In light of this, Sweden attaches great importance to the work of the Special Rapporteurs and other special procedures of the Human Rights Council. Sweden was actively involved in the creation of the mandate of the Special Rapporteur for Freedom of Assembly and Association in 2010, and it has filled a major gap in human rights protection.
In addition to the different measures and restrictions I mentioned earlier, civil society organisations also face many internal difficulties, such as long-term sustainability, capacity weaknesses and lack of financial sustainability, internal democracy and coordination.
Civil society faces many challenges, but one thing is absolutely clear: people and organisations working for democratisation and human rights must be able to carry out their activities freely and without intimidation from the authorities or other actors. Here, we cannot and must not allow any exceptions.
Fourth and finally. As governments, we must create an enabling environment for civil society and for free and independent media in our own countries. The Swedish Government, for example, has written a communication to parliament on a whole-of-government approach to supporting and cooperating with civil society actors. Coherent domestic, foreign and development policies are important. We must also contribute to enabling environments in other countries both through political dialogue and development cooperation. This is a responsibility we have to ourselves, to our citizens and to all people suffering from poverty, strife and oppression.

:: Natural-language object grounding data ::
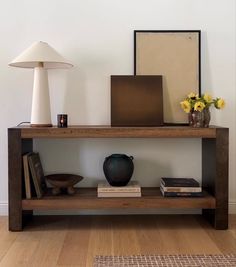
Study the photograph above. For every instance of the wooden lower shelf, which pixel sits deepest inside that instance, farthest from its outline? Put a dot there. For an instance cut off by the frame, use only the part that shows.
(86, 198)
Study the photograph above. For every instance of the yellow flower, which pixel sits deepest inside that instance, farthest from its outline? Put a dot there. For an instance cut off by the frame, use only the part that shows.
(192, 95)
(207, 98)
(220, 103)
(185, 105)
(199, 106)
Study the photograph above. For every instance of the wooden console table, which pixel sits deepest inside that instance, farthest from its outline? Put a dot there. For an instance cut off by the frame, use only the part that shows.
(214, 203)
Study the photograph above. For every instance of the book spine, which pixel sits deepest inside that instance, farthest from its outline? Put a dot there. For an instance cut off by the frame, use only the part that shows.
(175, 184)
(27, 177)
(120, 190)
(181, 194)
(34, 178)
(123, 194)
(181, 189)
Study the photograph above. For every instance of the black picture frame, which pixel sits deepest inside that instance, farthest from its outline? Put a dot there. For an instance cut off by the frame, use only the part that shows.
(174, 42)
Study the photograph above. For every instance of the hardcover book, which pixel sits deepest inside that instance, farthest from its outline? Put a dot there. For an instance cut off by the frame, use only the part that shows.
(119, 194)
(132, 186)
(37, 174)
(27, 176)
(179, 182)
(181, 194)
(181, 189)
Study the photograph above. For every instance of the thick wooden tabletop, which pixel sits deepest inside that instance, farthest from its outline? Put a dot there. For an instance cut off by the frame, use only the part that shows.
(117, 132)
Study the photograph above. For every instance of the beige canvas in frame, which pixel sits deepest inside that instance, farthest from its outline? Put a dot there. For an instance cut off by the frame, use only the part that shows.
(175, 56)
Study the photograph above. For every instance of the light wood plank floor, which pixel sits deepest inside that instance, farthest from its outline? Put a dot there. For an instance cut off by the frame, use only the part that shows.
(75, 240)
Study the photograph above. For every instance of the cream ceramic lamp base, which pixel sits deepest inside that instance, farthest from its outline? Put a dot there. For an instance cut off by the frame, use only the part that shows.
(40, 113)
(41, 57)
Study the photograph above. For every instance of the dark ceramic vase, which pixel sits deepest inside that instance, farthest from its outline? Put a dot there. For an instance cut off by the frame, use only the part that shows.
(118, 169)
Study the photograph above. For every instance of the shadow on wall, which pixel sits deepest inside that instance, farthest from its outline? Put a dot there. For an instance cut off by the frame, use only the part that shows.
(75, 99)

:: Work to complete ::
a) Write out the civil society passage above from "In addition to" up to and including "allow any exceptions.".
b) Answer these questions using the civil society passage above.
(i) In what year was the mandate of the Special Rapporteur for Freedom of Assembly and Association created?
(ii) To whom did the Swedish Government write a communication on a whole-of-government approach to supporting and cooperating with civil society actors?
(iii) What must people and organisations working for democratisation and human rights be able to do?

:: Answers by item ::
a)
In addition to the different measures and restrictions I mentioned earlier, civil society organisations also face many internal difficulties, such as long-term sustainability, capacity weaknesses and lack of financial sustainability, internal democracy and coordination.
Civil society faces many challenges, but one thing is absolutely clear: people and organisations working for democratisation and human rights must be able to carry out their activities freely and without intimidation from the authorities or other actors. Here, we cannot and must not allow any exceptions.

b)
(i) 2010
(ii) To parliament
(iii) Carry out their activities freely and without intimidation from the authorities or other actors